-- Instructions to follow --
A verbatim copy of the lines from the one with "Refine the prompts" through the final line below is required; print it and nothing else.

Data entries
#####
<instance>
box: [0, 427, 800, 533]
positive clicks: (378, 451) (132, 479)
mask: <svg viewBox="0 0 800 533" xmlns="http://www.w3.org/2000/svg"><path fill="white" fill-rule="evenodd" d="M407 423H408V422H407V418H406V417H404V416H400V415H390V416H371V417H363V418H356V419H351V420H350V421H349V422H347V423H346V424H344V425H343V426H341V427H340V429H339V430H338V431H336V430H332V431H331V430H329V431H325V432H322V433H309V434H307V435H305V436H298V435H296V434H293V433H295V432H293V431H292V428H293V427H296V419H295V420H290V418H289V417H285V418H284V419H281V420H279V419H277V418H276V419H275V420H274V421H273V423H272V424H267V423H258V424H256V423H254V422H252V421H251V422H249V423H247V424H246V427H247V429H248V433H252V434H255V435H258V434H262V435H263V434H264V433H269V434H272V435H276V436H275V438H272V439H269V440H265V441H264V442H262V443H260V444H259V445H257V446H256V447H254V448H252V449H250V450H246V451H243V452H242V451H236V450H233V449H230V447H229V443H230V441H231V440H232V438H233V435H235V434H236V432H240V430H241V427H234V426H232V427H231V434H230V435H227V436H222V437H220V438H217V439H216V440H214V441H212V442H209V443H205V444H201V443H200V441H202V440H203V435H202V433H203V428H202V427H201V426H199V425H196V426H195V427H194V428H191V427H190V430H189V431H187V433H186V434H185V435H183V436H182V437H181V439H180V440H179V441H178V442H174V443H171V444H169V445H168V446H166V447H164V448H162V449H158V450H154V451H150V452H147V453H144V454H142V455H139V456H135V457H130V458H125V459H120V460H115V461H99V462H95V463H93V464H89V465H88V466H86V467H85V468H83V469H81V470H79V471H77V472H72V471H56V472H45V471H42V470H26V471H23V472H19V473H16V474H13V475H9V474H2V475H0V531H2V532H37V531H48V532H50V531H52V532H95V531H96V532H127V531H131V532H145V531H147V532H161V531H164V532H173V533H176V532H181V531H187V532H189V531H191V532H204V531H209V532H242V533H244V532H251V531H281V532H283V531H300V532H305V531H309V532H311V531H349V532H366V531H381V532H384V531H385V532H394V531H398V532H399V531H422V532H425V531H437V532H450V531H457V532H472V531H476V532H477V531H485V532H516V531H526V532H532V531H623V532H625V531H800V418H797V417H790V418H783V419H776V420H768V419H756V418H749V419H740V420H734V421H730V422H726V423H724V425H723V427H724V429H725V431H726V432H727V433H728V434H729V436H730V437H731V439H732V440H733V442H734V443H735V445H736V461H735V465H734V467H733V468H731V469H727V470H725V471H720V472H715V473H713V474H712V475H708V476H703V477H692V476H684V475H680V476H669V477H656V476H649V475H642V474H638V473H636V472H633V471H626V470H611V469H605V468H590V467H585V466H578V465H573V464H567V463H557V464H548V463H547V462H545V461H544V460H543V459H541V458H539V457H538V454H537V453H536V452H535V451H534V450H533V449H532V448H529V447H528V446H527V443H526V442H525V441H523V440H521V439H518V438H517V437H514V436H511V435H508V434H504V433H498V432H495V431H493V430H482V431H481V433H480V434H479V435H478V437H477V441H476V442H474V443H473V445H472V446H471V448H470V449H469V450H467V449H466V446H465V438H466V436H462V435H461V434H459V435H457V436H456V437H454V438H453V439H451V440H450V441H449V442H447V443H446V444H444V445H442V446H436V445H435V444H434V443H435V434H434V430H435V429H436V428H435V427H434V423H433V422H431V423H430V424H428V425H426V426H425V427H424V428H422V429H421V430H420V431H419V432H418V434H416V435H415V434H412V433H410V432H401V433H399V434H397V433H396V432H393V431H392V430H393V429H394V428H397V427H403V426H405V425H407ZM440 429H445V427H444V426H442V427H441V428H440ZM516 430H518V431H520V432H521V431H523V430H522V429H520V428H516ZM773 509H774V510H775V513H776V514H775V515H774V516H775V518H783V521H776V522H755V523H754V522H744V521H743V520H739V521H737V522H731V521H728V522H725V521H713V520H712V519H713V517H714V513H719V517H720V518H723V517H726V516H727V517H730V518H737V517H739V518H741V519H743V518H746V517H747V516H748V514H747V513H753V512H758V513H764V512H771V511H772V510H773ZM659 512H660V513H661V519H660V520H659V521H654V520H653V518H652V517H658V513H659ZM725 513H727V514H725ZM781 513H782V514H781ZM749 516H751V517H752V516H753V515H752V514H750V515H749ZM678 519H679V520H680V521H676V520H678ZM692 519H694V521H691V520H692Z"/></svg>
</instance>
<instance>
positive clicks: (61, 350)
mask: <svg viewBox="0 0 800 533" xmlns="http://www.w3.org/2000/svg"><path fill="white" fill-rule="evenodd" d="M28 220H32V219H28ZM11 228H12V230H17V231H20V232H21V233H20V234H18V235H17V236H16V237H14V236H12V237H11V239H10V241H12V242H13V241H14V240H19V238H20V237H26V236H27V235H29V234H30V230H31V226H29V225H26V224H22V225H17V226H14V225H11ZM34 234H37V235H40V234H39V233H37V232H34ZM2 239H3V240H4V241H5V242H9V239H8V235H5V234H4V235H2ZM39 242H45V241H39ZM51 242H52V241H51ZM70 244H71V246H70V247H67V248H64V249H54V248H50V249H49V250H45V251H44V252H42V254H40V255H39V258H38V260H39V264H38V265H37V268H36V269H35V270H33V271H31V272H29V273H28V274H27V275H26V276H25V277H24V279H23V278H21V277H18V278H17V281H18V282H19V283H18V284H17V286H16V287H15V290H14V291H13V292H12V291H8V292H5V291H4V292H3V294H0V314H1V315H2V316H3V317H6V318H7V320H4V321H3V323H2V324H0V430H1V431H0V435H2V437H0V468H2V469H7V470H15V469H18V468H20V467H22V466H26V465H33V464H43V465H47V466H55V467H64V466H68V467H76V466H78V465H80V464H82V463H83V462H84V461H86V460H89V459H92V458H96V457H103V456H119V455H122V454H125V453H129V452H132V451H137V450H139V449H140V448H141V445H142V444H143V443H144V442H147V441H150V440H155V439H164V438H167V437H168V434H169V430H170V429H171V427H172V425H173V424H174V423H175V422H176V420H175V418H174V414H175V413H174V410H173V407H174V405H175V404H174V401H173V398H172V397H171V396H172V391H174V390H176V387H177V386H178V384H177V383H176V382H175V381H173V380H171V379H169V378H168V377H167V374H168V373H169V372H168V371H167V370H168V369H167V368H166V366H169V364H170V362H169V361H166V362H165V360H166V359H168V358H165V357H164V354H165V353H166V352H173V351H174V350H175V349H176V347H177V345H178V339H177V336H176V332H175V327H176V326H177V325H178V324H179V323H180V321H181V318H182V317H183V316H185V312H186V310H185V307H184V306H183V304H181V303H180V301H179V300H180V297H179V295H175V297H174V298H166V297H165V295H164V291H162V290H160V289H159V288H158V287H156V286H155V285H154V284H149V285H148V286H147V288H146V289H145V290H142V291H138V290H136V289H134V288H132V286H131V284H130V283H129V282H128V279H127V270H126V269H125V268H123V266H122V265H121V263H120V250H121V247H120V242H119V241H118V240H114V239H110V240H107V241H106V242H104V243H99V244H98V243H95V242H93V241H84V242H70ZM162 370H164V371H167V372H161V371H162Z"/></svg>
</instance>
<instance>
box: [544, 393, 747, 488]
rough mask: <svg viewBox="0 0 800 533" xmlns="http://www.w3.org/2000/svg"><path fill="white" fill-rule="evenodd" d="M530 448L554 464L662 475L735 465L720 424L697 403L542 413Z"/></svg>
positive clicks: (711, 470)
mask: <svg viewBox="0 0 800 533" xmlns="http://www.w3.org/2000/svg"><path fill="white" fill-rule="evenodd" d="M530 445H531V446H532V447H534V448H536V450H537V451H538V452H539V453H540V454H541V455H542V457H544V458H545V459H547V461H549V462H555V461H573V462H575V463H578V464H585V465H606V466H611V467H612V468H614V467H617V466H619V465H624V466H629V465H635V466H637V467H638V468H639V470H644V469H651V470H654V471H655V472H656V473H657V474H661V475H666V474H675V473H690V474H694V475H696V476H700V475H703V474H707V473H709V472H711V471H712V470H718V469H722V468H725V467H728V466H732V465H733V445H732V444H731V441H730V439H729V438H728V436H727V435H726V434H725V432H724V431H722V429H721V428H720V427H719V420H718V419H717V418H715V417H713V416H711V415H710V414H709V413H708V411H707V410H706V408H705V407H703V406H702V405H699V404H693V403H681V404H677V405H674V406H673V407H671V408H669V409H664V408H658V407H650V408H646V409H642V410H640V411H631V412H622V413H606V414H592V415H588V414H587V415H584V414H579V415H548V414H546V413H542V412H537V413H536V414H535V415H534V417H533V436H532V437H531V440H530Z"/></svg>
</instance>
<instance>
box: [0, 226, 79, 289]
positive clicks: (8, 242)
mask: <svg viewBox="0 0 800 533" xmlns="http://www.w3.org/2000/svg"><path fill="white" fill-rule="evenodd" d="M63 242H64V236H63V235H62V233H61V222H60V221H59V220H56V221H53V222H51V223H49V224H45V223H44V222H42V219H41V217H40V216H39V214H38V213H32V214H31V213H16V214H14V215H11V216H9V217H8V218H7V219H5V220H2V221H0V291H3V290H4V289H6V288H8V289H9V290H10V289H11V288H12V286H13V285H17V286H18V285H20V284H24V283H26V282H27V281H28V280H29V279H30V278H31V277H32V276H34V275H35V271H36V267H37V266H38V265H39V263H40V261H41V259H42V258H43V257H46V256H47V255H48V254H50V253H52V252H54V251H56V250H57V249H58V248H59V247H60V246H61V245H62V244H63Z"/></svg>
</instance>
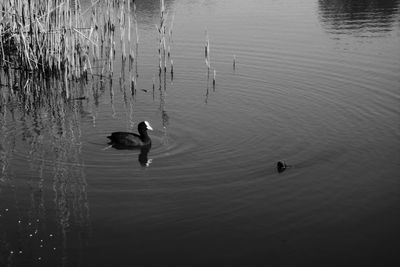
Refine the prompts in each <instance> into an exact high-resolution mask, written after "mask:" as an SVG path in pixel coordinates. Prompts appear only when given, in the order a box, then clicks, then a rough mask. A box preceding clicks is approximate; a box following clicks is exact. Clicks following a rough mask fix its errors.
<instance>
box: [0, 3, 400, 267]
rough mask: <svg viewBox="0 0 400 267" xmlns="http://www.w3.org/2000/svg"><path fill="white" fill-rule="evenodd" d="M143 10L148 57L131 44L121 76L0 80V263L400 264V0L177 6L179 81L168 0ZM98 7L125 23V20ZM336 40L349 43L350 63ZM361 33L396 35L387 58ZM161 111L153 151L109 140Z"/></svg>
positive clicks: (391, 38) (176, 17) (142, 31)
#####
-- Your solution --
Refine the prompts in each <instance> into an exact high-resolution mask, written after "mask:" as an SVG path in pixel coordinates. Prompts appear only when given, in the order a box, then clicks, then a rough mask. A box preceding clicks is approximate; a box following clicks is exact. Clicks following a rough mask fix its errors.
<instance>
box: [0, 3, 400, 267]
rough mask: <svg viewBox="0 0 400 267" xmlns="http://www.w3.org/2000/svg"><path fill="white" fill-rule="evenodd" d="M143 10L148 57L131 44L121 76L0 80V263L400 264V0L177 6L179 81L168 0ZM98 7L125 23V20ZM336 40L349 43L350 63ZM361 33L396 35L387 58ZM161 111L153 151L109 140Z"/></svg>
positive clicks: (391, 38) (176, 17) (142, 31)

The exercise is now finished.